### EXERCISE
Count the lines in the records below that contain the string "roof", and reply with only the number.

### DATA RECORDS
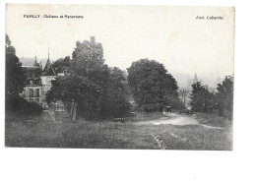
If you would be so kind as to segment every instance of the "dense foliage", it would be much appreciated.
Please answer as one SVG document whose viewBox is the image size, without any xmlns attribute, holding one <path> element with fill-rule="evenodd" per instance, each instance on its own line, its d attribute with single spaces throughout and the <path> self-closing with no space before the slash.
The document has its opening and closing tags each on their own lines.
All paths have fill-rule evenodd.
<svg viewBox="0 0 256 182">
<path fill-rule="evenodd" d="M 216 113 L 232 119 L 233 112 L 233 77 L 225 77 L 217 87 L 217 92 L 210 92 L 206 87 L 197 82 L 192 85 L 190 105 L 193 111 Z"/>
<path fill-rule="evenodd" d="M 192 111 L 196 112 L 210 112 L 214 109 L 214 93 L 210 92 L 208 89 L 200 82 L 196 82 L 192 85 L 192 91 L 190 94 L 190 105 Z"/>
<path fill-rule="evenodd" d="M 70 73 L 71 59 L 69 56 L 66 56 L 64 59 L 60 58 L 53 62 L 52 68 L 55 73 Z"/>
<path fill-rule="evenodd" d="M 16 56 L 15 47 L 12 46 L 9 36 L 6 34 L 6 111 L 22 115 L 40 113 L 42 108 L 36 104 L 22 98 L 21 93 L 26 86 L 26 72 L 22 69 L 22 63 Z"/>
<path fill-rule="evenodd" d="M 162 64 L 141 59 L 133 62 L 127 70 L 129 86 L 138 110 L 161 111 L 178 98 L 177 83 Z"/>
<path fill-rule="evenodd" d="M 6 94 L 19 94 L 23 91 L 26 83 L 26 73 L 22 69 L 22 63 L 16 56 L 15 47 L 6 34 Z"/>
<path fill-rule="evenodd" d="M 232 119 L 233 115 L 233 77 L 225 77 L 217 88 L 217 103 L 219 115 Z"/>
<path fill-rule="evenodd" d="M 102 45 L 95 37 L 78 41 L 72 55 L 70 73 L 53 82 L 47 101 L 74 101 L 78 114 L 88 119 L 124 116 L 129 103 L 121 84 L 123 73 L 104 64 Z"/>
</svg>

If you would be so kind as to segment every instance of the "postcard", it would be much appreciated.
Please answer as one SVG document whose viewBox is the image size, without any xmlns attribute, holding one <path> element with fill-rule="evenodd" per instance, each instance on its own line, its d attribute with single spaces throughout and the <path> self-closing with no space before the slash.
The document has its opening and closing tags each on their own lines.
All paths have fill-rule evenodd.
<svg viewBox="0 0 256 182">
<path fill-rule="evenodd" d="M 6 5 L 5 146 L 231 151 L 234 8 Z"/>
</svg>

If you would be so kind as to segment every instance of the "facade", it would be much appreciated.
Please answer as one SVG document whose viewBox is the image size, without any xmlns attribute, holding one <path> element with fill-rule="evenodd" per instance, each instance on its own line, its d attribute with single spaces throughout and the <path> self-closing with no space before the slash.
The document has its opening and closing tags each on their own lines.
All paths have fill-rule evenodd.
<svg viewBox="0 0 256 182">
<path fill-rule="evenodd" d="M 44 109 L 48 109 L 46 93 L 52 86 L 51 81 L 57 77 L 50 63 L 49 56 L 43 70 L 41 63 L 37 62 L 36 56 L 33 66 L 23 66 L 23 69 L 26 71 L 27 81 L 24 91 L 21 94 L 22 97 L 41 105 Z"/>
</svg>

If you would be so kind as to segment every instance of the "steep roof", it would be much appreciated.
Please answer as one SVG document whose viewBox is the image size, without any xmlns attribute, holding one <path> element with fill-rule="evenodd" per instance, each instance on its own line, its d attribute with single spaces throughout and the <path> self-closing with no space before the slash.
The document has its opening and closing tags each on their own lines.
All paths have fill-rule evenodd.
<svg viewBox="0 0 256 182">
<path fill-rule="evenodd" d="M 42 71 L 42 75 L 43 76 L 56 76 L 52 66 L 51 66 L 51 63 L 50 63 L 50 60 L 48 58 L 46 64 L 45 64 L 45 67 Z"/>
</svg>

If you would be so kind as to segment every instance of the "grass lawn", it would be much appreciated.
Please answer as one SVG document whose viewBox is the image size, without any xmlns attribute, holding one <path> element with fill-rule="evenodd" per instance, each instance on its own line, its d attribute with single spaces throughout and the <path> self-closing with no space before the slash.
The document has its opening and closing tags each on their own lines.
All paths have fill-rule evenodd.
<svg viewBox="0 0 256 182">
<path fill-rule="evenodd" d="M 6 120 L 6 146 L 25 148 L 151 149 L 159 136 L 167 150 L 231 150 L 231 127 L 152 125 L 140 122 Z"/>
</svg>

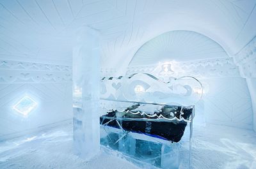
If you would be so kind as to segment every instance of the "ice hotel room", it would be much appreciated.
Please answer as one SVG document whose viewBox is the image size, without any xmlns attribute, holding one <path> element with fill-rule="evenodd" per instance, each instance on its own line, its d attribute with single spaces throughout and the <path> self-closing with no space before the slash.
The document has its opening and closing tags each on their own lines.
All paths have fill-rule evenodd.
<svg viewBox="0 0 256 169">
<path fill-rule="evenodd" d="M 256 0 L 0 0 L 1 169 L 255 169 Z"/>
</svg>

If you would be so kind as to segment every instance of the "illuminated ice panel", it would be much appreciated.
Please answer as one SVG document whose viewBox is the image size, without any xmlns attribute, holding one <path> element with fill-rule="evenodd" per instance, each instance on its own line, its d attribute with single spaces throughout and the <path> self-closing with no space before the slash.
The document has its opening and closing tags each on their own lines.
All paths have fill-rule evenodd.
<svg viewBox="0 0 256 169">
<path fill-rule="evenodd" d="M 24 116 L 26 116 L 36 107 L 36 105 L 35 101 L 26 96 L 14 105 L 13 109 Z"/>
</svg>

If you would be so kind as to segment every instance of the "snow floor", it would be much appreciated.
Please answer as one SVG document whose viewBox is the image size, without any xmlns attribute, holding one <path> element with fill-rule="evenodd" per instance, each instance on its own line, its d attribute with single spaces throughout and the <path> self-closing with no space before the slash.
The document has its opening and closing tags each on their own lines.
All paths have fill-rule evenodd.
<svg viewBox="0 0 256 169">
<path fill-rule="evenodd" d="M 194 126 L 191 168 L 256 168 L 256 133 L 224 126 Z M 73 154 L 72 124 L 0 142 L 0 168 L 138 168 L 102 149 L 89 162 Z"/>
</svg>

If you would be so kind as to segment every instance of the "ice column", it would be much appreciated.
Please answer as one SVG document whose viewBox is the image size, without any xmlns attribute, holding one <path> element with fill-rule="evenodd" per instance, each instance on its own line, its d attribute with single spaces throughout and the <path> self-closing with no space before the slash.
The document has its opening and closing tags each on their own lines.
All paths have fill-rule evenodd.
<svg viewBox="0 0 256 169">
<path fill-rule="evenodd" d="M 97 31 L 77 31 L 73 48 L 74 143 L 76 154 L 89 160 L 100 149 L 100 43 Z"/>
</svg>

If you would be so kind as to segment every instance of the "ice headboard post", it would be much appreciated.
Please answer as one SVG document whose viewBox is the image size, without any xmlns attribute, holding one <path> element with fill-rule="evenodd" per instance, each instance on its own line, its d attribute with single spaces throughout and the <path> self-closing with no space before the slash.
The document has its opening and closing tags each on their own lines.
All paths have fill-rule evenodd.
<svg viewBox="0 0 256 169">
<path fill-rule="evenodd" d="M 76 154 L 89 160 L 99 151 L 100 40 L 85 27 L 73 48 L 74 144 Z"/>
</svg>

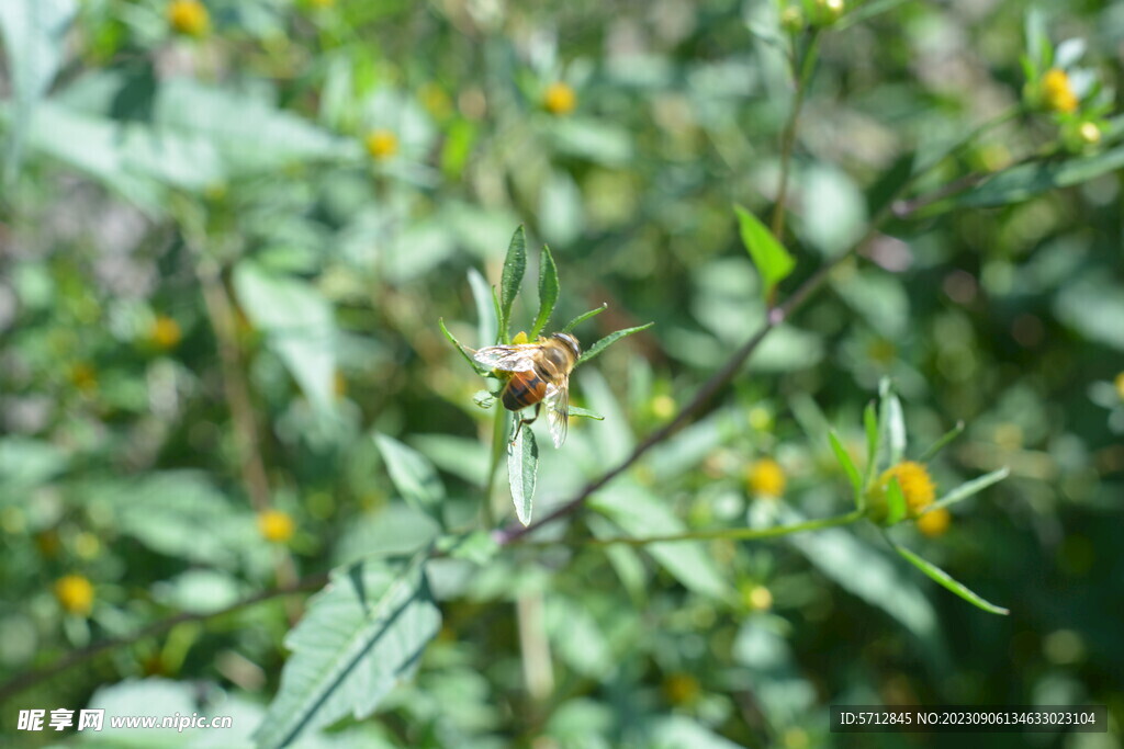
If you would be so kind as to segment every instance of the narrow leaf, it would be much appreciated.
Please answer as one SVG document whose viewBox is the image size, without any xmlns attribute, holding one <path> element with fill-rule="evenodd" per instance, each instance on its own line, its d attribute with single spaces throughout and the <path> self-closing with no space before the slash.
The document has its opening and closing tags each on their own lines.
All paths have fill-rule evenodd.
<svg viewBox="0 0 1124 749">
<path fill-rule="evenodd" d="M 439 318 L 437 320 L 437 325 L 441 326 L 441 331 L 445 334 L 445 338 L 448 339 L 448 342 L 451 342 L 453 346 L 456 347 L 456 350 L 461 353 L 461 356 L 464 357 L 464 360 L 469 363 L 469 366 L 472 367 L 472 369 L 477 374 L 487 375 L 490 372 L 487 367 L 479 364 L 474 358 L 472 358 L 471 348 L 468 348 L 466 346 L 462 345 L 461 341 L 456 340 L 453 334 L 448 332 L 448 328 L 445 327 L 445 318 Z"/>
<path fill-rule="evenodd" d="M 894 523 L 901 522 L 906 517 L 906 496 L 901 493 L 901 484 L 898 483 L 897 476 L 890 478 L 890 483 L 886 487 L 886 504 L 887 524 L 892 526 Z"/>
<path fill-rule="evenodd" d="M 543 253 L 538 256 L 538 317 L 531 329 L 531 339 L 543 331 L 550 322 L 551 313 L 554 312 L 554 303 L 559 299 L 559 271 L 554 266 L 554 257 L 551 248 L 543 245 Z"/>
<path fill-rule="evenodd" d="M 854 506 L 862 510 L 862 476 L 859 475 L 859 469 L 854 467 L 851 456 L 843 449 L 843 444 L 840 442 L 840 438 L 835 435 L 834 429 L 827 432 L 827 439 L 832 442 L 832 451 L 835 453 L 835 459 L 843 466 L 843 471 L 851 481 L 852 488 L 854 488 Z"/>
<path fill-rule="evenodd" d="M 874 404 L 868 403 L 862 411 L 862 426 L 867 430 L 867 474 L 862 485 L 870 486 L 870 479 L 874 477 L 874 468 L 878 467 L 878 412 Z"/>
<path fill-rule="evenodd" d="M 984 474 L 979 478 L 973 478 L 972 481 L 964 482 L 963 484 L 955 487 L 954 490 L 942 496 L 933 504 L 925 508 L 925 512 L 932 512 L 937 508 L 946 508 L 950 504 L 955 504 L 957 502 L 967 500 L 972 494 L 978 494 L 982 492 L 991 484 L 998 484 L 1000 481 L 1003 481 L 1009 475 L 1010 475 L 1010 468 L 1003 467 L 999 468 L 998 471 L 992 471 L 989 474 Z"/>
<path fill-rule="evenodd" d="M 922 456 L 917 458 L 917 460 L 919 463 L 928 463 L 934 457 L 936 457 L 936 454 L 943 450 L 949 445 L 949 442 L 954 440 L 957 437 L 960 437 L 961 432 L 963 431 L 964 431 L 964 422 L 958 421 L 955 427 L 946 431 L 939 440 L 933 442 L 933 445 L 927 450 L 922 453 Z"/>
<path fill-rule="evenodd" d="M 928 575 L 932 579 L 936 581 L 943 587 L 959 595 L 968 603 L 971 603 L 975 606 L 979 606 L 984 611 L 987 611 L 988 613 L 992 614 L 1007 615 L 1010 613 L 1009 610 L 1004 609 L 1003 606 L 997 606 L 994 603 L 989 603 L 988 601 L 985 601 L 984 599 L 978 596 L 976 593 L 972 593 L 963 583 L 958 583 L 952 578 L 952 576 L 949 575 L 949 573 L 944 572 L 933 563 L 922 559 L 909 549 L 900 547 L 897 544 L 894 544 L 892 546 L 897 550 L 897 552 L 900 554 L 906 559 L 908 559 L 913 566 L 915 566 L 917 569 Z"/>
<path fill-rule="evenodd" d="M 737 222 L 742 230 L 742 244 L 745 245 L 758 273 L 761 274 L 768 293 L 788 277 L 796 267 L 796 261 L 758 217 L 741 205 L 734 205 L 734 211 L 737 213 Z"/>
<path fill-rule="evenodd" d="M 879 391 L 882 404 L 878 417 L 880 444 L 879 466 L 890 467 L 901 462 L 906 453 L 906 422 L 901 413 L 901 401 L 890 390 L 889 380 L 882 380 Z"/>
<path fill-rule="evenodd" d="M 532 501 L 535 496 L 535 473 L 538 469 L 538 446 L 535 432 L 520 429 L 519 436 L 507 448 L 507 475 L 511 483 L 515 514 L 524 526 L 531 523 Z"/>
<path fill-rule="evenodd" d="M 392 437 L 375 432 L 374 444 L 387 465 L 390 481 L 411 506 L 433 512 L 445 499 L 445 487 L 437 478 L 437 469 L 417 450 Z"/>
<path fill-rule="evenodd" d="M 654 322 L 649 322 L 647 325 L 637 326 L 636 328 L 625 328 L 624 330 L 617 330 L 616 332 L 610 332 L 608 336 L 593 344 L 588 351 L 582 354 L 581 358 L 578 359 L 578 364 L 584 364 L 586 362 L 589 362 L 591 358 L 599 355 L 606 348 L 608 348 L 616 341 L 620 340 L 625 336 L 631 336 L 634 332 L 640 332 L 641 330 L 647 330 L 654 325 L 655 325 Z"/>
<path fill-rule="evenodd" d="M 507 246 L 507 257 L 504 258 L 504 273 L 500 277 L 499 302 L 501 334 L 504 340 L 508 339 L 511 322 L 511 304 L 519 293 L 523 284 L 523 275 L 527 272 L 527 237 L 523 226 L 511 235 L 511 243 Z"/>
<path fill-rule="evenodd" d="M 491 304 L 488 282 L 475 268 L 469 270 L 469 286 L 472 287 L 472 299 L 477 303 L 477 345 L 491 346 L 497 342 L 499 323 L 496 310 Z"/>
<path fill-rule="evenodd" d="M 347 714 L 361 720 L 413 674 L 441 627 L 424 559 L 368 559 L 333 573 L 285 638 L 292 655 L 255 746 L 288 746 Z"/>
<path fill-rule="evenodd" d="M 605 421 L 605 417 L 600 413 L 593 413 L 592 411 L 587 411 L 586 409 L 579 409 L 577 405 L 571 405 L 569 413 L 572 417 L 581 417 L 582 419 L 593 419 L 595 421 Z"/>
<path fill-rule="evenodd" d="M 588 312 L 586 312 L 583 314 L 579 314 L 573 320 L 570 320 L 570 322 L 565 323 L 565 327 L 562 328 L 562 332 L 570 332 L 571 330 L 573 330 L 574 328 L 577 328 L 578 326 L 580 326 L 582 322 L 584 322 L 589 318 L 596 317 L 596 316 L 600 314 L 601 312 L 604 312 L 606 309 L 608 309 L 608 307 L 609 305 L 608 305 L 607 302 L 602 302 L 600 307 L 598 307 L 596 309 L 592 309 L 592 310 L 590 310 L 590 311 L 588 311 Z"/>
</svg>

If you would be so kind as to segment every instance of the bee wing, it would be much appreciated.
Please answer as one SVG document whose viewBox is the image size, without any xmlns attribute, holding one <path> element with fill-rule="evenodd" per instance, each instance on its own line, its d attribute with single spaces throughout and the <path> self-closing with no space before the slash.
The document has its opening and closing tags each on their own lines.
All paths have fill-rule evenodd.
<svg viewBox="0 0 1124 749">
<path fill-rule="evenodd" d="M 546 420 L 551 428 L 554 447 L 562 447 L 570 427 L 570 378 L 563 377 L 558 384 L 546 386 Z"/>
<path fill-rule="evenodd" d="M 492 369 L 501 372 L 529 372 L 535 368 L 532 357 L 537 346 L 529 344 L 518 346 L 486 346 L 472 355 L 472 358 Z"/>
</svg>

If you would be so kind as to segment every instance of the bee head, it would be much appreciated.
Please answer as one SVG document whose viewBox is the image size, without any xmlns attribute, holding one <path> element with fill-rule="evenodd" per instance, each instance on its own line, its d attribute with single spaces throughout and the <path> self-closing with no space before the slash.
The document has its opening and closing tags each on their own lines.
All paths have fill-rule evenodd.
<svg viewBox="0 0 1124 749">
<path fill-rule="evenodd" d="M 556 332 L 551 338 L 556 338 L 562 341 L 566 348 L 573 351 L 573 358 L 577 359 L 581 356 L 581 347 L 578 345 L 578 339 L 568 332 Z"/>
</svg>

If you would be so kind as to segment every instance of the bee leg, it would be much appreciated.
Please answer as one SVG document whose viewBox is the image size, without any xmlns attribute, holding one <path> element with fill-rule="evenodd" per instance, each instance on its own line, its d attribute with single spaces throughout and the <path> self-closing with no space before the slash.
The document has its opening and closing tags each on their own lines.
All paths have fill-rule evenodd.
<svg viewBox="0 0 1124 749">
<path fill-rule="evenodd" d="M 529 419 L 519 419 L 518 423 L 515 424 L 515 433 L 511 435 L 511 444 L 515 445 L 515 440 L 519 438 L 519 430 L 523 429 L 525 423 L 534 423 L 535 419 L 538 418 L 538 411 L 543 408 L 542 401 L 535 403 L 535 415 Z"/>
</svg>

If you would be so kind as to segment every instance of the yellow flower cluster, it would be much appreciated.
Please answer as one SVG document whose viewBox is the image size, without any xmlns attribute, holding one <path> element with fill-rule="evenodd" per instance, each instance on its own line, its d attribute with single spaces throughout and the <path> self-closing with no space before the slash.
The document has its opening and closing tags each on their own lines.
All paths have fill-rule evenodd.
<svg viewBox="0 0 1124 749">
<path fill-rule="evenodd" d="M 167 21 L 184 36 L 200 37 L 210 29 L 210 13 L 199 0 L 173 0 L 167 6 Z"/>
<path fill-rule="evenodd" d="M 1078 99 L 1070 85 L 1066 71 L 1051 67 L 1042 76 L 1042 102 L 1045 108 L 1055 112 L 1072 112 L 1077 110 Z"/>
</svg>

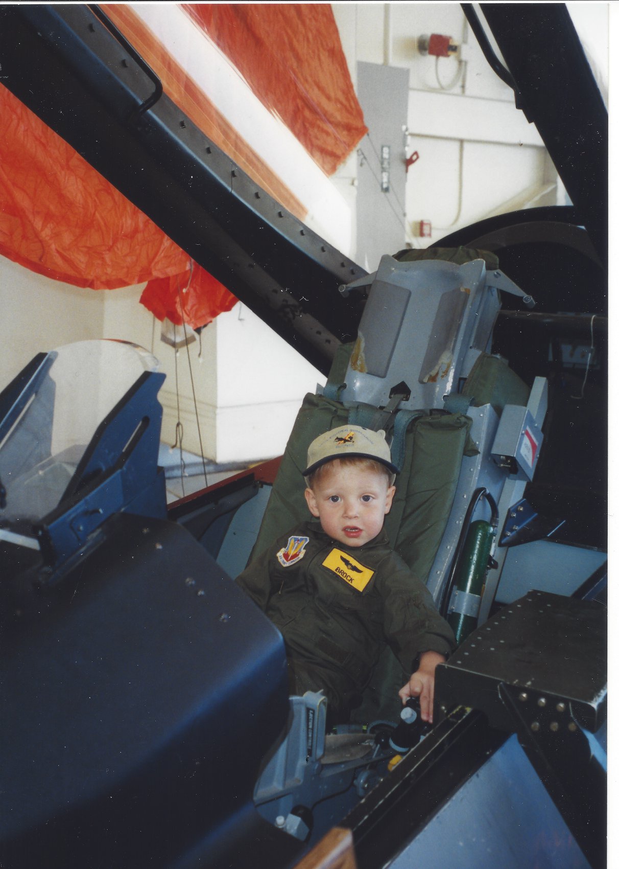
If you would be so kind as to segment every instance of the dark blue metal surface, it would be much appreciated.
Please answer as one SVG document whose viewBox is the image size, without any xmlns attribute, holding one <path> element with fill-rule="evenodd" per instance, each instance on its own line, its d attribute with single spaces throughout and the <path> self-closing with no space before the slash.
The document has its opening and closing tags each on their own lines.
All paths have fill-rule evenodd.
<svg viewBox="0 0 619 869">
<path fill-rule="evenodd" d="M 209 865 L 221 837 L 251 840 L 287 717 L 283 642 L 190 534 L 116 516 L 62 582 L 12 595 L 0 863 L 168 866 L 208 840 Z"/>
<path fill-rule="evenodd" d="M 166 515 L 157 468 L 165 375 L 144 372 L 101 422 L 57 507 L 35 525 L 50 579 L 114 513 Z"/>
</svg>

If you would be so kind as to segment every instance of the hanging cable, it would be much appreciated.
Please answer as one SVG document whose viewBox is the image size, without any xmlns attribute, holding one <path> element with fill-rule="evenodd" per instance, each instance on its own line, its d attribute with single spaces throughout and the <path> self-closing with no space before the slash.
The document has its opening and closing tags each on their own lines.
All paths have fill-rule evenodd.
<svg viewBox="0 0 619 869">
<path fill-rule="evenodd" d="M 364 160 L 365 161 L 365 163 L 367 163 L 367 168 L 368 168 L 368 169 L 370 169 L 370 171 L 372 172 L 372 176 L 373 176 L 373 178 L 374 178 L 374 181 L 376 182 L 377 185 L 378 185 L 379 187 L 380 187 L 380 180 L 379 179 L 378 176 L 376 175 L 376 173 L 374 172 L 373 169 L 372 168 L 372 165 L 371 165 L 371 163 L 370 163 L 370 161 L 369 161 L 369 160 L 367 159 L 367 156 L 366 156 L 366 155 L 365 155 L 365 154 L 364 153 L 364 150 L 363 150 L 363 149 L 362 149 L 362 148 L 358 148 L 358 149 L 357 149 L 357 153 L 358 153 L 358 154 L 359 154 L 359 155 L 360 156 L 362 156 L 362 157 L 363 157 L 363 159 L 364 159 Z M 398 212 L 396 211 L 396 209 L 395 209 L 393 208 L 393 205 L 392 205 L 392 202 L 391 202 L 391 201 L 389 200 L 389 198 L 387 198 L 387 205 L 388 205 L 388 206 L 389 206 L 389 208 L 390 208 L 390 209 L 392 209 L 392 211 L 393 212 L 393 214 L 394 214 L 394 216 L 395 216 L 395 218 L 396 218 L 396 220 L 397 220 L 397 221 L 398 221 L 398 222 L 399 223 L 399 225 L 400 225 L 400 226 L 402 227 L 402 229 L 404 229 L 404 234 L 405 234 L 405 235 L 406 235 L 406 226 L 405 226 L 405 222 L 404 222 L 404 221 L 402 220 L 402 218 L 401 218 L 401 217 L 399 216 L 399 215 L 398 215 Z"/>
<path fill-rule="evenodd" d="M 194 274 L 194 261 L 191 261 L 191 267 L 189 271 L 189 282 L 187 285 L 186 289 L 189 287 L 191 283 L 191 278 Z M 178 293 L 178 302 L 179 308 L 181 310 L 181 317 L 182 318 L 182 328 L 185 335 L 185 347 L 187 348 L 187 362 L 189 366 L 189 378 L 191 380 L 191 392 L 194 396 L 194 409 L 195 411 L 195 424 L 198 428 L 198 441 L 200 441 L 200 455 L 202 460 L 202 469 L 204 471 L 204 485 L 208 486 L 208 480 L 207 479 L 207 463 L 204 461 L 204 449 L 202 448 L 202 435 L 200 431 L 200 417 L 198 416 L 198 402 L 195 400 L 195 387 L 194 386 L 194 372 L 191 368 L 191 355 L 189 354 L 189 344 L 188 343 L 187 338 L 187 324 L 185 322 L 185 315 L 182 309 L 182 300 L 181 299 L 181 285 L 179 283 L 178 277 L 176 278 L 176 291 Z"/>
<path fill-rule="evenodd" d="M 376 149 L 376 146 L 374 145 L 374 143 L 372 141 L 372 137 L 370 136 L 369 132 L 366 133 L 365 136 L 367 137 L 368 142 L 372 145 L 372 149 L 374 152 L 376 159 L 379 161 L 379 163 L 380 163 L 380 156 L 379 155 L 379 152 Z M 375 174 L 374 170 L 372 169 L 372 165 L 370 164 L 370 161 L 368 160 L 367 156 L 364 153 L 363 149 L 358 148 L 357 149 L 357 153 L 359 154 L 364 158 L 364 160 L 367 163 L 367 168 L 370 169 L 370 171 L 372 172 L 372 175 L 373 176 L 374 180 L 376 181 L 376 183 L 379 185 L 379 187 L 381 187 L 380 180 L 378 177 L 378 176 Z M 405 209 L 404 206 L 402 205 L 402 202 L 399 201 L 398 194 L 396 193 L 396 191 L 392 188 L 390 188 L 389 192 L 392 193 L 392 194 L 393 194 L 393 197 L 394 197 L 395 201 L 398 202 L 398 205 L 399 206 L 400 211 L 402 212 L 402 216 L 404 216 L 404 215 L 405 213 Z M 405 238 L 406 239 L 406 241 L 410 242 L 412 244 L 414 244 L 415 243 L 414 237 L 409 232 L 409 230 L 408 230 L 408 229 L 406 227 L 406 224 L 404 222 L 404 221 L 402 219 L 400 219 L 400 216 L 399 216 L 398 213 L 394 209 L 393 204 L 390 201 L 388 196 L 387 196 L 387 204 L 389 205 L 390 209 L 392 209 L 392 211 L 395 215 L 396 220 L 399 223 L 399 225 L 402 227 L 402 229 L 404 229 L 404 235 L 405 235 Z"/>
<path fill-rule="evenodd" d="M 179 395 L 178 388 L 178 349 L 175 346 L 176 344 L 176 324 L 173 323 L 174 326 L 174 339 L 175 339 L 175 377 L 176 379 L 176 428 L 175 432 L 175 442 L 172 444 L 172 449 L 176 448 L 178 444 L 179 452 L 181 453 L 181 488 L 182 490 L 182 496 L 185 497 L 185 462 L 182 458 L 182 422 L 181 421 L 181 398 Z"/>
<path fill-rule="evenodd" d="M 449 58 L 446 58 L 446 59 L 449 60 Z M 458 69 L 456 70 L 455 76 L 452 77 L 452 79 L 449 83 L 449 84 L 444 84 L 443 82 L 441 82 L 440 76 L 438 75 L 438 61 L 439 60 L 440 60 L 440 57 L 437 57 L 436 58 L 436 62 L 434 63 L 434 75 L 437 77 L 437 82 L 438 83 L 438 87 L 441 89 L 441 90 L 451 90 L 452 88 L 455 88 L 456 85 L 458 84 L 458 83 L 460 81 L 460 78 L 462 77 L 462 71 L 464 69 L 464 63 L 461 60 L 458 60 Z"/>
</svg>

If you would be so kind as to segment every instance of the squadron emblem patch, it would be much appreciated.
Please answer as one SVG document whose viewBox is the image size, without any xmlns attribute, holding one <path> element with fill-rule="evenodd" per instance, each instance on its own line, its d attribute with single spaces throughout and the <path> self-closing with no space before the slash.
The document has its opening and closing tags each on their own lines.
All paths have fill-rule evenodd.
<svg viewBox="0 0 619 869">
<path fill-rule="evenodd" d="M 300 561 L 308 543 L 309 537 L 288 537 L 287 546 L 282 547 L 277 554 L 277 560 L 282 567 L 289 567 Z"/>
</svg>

### REPLY TO THE TASK
1